* [Solicitud 1]:
Responde estas preguntas sobre el hilo acerca de «dondola»:
(a) ¿Qué dos verbos propone mauro63 como traducción?
(b) ¿Qué sustantivo menciona TraductoraPobleSec?
(c) ¿Qué le desea gatogab a quien lee al final de su mensaje?
* [Solicitud 2]: Copia del hilo sobre «dondola» el fragmento entre «## irene.acler» y «con la silla?)», ambos incluidos.

* [Pasaje citado]:

# Dondola



## bauhauso

Hola.

Significa "dondola" --> "mecer" o "mover" (sin desplazamiento, sobre un punto fijo)

¿Me podéis dar ejemplos?


----------



## irene.acler

Unos ejemplos: 

_L'altalena dondola_ (¿el columpio se mueve/mece?)

_Luigi, non dondolarti sulla sedia! _(¿Luigi, no te muevas con la silla?)


----------



## mauro63

Puede traducirse como columpiarse, hamacarse .


----------



## TraductoraPobleSec

Y asimismo existe el sustantivo correspondiente (¡y precioso!): *DONDOLIO*.


----------



## gatogab

TraductoraPobleSec said:


> Y asimismo existe el sustantivo correspondiente (¡y precioso!): *DONDOLIO*.


E *dondolo*?
Buona Pascua.

* [Información mostrada]:

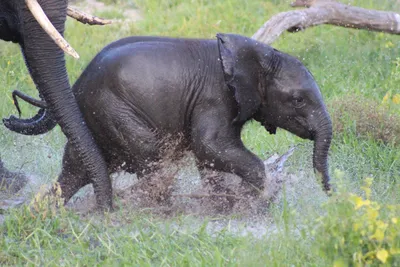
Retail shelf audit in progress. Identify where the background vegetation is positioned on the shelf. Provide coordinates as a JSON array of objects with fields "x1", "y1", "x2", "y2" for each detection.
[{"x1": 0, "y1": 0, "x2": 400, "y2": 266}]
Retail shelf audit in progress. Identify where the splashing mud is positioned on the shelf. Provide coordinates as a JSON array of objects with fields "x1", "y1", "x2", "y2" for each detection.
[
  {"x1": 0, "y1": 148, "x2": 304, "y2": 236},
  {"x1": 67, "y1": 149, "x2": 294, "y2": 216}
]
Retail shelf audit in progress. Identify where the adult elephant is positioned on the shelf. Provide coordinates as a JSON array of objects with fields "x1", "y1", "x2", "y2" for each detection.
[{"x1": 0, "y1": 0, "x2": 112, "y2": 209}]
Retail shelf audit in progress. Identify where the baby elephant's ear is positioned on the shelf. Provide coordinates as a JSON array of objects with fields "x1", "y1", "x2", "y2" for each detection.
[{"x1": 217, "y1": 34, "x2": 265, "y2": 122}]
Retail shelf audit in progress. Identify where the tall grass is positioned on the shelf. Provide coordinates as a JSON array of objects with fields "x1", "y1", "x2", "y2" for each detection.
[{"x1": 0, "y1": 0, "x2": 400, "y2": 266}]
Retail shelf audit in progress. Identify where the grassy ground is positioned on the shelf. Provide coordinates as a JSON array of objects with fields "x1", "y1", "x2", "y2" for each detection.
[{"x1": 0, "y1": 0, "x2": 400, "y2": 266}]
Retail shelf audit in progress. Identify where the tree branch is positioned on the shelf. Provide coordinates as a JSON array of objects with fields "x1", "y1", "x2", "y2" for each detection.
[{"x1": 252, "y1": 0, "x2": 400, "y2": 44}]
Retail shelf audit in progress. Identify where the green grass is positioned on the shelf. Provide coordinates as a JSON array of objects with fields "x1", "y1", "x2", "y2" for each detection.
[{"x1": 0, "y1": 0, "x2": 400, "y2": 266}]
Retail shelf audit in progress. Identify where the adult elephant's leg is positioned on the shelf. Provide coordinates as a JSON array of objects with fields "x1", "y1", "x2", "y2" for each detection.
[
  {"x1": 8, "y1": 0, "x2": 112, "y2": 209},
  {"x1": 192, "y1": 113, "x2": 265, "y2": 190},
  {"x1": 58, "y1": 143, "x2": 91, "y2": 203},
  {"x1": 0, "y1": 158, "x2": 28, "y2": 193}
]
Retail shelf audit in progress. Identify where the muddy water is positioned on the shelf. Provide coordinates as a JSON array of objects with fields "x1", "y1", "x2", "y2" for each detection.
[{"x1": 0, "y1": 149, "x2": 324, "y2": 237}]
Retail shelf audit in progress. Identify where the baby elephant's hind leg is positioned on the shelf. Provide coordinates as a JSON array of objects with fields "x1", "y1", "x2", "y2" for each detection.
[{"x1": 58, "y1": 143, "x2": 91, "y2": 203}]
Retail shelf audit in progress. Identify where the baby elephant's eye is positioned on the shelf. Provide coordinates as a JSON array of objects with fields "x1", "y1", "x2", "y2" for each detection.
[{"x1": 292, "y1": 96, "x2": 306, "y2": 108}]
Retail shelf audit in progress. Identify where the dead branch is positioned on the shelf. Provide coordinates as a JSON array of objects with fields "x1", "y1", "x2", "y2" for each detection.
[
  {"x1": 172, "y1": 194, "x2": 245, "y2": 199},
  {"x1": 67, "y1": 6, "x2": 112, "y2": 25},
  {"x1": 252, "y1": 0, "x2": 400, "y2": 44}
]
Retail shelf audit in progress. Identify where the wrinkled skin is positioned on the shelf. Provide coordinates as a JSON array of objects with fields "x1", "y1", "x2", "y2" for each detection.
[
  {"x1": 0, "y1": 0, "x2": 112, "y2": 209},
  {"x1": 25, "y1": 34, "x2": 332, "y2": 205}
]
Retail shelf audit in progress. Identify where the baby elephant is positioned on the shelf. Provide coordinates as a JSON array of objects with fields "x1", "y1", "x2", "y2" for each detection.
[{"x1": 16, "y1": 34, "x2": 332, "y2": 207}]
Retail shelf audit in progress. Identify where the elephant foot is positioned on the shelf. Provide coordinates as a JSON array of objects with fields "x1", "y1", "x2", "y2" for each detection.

* [Respuesta escrita 1]:
(a) Columpiarse y hamacarse.
(b) Dondolio.
(c) Buona Pascua.

* [Respuesta escrita 2]:
## irene.acler

Unos ejemplos: 

_L'altalena dondola_ (¿el columpio se mueve/mece?)

_Luigi, non dondolarti sulla sedia! _(¿Luigi, no te muevas con la silla?)